## start Supplied passage

But not everyone wants that for themselves.  In reality, few do.  “Capacity” to make decisions can be a very fluid thing.  And the decisions we make may not always be considered good decisions by someone else.  The fact is, we are allowed to make poor decisions.  We can neglect our health.  We can give away our money.  My adult children may not like the fact I have decided to marry my 21-year-old caregiver, but I may have the right to make that decision.

So what do you do about someone who knows what is going on, can express their wishes to some degree, and is perfectly content to stay in their environment and even die in their environment?  Or maybe that person will concede to having someone make decisions for them, but they want to choose who it is, and it may not be the Petitioner.

## end Supplied passage

● Work to complete
[1] Reproduce part of the passage on decision-making capacity word for word, beginning at "So what do you" and stopping after "be the Petitioner.".
[2] Carry on the passage on decision-making capacity from the point where it ends.
The listing below has no connection to the passage on decision-making capacity.

## start Extracted entries

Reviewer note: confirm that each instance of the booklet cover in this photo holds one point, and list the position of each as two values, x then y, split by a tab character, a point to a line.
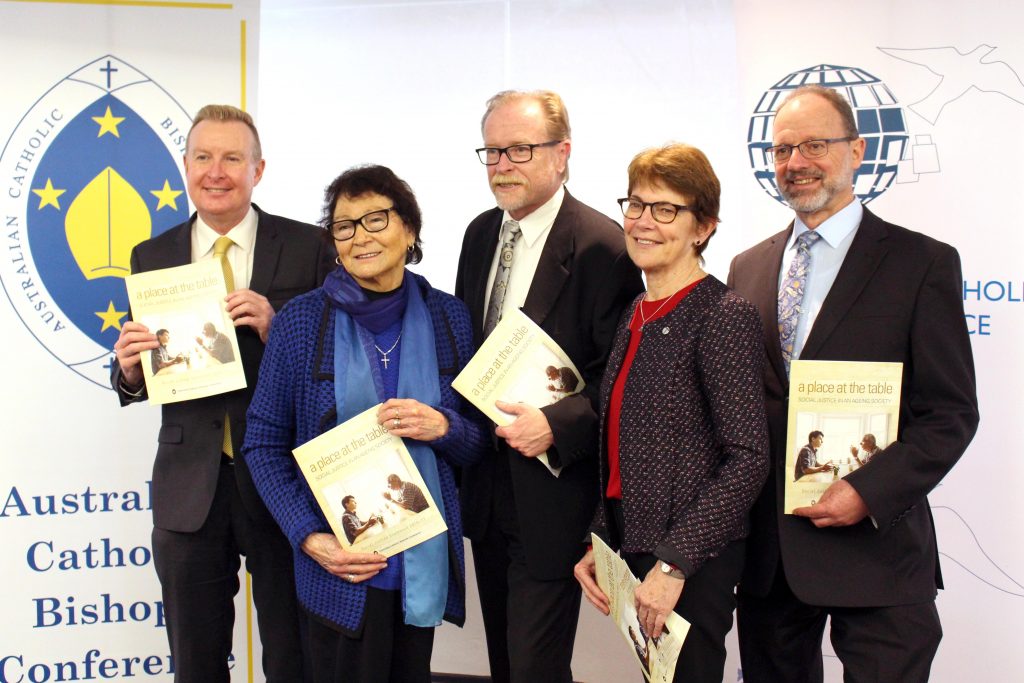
199	351
518	364
369	487
657	656
842	414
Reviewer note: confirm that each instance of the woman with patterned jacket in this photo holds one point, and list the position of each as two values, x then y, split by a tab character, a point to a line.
684	439
374	333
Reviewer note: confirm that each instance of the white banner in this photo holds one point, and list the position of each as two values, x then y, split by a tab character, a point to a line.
97	99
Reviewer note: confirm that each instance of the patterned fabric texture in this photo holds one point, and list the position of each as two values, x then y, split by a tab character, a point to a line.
693	436
294	402
791	296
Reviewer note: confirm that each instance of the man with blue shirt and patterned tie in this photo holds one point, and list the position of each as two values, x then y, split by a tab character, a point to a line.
865	554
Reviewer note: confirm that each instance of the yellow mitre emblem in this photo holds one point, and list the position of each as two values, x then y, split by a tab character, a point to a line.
104	222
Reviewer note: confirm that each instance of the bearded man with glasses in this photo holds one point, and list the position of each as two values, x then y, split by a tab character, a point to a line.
564	264
865	554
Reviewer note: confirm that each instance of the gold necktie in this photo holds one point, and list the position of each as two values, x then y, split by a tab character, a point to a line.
220	248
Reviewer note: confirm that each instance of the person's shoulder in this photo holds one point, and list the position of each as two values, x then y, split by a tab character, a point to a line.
484	220
162	242
286	225
451	304
302	309
903	239
594	224
758	250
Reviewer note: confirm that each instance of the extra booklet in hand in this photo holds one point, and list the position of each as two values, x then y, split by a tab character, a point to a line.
657	656
199	351
369	488
842	416
518	364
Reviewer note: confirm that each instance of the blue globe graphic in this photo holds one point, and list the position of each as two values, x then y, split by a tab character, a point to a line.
880	121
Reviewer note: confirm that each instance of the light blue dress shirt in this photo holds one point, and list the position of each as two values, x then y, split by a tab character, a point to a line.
826	258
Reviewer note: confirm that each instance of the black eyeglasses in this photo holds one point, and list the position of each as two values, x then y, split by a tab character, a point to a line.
809	148
375	221
663	212
517	154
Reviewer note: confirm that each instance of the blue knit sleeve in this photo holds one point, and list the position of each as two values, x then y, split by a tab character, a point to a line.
270	432
467	438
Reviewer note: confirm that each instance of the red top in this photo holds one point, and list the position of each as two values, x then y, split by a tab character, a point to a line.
646	310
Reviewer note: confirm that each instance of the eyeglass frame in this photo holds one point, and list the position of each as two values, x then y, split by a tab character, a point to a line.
505	151
771	152
624	203
359	221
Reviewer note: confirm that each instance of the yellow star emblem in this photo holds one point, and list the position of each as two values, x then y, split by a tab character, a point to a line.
111	316
166	196
108	123
48	196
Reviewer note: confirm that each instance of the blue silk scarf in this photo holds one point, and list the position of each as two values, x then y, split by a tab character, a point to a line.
357	386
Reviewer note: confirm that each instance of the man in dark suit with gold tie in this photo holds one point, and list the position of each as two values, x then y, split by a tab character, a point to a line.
206	510
564	264
865	554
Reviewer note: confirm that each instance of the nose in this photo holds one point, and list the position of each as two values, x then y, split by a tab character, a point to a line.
504	163
797	160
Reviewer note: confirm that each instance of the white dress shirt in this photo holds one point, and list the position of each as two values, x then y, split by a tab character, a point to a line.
536	228
240	254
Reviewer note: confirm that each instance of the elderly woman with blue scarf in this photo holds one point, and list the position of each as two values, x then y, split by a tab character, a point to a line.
374	333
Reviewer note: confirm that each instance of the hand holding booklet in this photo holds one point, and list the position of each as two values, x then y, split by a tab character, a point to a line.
842	415
199	350
369	487
518	364
657	655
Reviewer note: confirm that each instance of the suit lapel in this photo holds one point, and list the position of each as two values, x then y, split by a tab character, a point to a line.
767	302
480	255
266	251
866	252
551	269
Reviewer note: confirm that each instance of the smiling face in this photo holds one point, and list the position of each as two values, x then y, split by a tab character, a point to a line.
664	251
376	260
815	188
222	170
521	188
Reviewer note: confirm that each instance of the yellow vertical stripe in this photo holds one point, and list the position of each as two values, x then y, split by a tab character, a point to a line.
249	624
244	67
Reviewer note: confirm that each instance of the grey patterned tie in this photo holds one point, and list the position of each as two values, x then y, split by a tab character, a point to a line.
510	233
791	296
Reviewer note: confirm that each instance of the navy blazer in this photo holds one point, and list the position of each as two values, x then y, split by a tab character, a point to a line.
905	288
290	258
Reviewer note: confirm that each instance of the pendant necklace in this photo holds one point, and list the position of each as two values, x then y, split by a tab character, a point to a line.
384	353
644	318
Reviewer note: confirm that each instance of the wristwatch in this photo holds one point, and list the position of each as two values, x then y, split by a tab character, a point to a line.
671	569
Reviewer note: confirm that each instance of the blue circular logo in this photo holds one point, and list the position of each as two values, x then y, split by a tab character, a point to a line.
94	169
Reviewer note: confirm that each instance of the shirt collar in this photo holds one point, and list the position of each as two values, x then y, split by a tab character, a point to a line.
836	228
537	223
243	235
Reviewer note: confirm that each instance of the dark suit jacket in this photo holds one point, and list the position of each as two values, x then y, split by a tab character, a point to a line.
290	258
905	288
584	281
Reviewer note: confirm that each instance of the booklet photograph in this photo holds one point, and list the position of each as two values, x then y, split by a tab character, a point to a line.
656	656
842	415
369	487
518	363
199	350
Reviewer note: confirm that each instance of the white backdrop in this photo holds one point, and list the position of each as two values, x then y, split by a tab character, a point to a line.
404	83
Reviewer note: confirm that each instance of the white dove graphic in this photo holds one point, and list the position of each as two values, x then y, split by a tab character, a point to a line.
960	72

## end Extracted entries

● Answers in order
[1]
So what do you do about someone who knows what is going on, can express their wishes to some degree, and is perfectly content to stay in their environment and even die in their environment?  Or maybe that person will concede to having someone make decisions for them, but they want to choose who it is, and it may not be the Petitioner.

[2]
As an attorney for the alleged incapacitated person, if he or she can tell me what they want, I will do my best to treat them as normally as I would any other client and advocate for their position.  I will also treat them with respect and dignity, even if others do not.  The rules allow very limited situations in which I can go against my clients stated wishes to protect them from a risk of substantial physical or financial harm.  The rules, however, do not require me to take protective action. 

Every human being deserves to have a voice.  Every human being is entitled to what is referred to in the law as substantive and procedural due process – protection of their fundamental rights and particularly the right to notice and an opportunity to be heard in court.  Even those alleged to have diminished capacity deserve to have a voice.